- Written exercise -
Copy out the thread below on building aggregation methods for composite indicators, word for word from start to finish.

** START Extract provided **

Metastring / HealthHeatMap

0 stars 0 forks source link

Aggregation Methods #7

Open Varnita-Metastring opened 4 years ago

Varnita-Metastring commented 4 years ago

Build aggregation methods based on the SDG indicator framework based on the annotations of the data

asdofindia commented 4 years ago

Here's a possible implementation of a specific narrow subset of aggregations. That is, a composite indicator.

Imagine an indicator that is made up of other indicators. For example, let us define "maternal health index" as 1 / ("maternal mortality rate" + "perinatal mortality rate" + "proportion of women receiving Iron Folic Acid")

This is an indicator that we are defining out of existing indicators. The values have to be computed from the other indicators. We could either pre-compute them and store or compute them dynamically every time someone requests that particular indicator.

Either way, we will need to store the definition of this composite indicator in some machine readable form. For example, we could store the above like so:

{"divide": [1, {"sum": [ "maternal mortality rate", "perinatal mortality rate", "proportion of women receiving Iron Folic Acid"]}]

In the above we are representing the formula in a machine readable form where divide is an operator that takes an array of [numerator, denominator] and sum is another operator that takes an array [...values to be summed]. Here we've simplified the representation of "maternal mortality rate" and others. This should be unique references to the corresponding indicators in our database rather than a string.

With this representation of the formula, we can compute the values (either for pre-computation or for dynamic computation).

The way to do that would be to build a formula parser. This formula parser should be able to apply operations like divide and sum. It should also be able to replace the references to other indicators with values that we supply.

Now, when calling this formula parser, we need to supply the values for these indicators. This could be done by querying the database for those values (in a single query that finds all the values required).

Alternatively, we could implement the calculation within the database. Elasticsearch, for example, supports painless scripting language which can be used inside a bucket to do this calculation. But, in that case, we would have to express the formula in database specific languages (or convert the formula into database specific form).

asdofindia commented 4 years ago

We could use something like formulize (demo) (@deepkt may want to build something on his own :D) to capture such formula from the frontend.

** END Extract provided **
** START Entries **

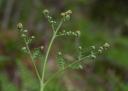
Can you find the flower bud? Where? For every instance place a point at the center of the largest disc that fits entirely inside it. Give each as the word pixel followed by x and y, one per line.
pixel 100 51
pixel 106 45
pixel 42 47
pixel 19 26
pixel 67 17
pixel 46 12
pixel 69 12
pixel 93 56
pixel 80 48
pixel 93 47
pixel 59 53
pixel 32 37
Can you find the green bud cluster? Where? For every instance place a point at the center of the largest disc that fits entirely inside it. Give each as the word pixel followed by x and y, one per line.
pixel 99 51
pixel 46 14
pixel 23 33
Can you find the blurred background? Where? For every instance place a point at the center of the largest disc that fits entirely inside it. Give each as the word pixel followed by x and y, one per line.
pixel 99 21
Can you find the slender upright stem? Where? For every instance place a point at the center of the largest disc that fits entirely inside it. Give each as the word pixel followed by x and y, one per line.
pixel 37 72
pixel 47 54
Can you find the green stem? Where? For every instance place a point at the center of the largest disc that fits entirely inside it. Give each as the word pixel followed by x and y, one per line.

** END Entries **

- Task answer -
Metastring / HealthHeatMap

0 stars 0 forks source link

Aggregation Methods #7

Open Varnita-Metastring opened 4 years ago

Varnita-Metastring commented 4 years ago

Build aggregation methods based on the SDG indicator framework based on the annotations of the data

asdofindia commented 4 years ago

Here's a possible implementation of a specific narrow subset of aggregations. That is, a composite indicator.

Imagine an indicator that is made up of other indicators. For example, let us define "maternal health index" as 1 / ("maternal mortality rate" + "perinatal mortality rate" + "proportion of women receiving Iron Folic Acid")

This is an indicator that we are defining out of existing indicators. The values have to be computed from the other indicators. We could either pre-compute them and store or compute them dynamically every time someone requests that particular indicator.

Either way, we will need to store the definition of this composite indicator in some machine readable form. For example, we could store the above like so:

{"divide": [1, {"sum": [ "maternal mortality rate", "perinatal mortality rate", "proportion of women receiving Iron Folic Acid"]}]

In the above we are representing the formula in a machine readable form where divide is an operator that takes an array of [numerator, denominator] and sum is another operator that takes an array [...values to be summed]. Here we've simplified the representation of "maternal mortality rate" and others. This should be unique references to the corresponding indicators in our database rather than a string.

With this representation of the formula, we can compute the values (either for pre-computation or for dynamic computation).

The way to do that would be to build a formula parser. This formula parser should be able to apply operations like divide and sum. It should also be able to replace the references to other indicators with values that we supply.

Now, when calling this formula parser, we need to supply the values for these indicators. This could be done by querying the database for those values (in a single query that finds all the values required).

Alternatively, we could implement the calculation within the database. Elasticsearch, for example, supports painless scripting language which can be used inside a bucket to do this calculation. But, in that case, we would have to express the formula in database specific languages (or convert the formula into database specific form).

asdofindia commented 4 years ago

We could use something like formulize (demo) (@deepkt may want to build something on his own :D) to capture such formula from the frontend.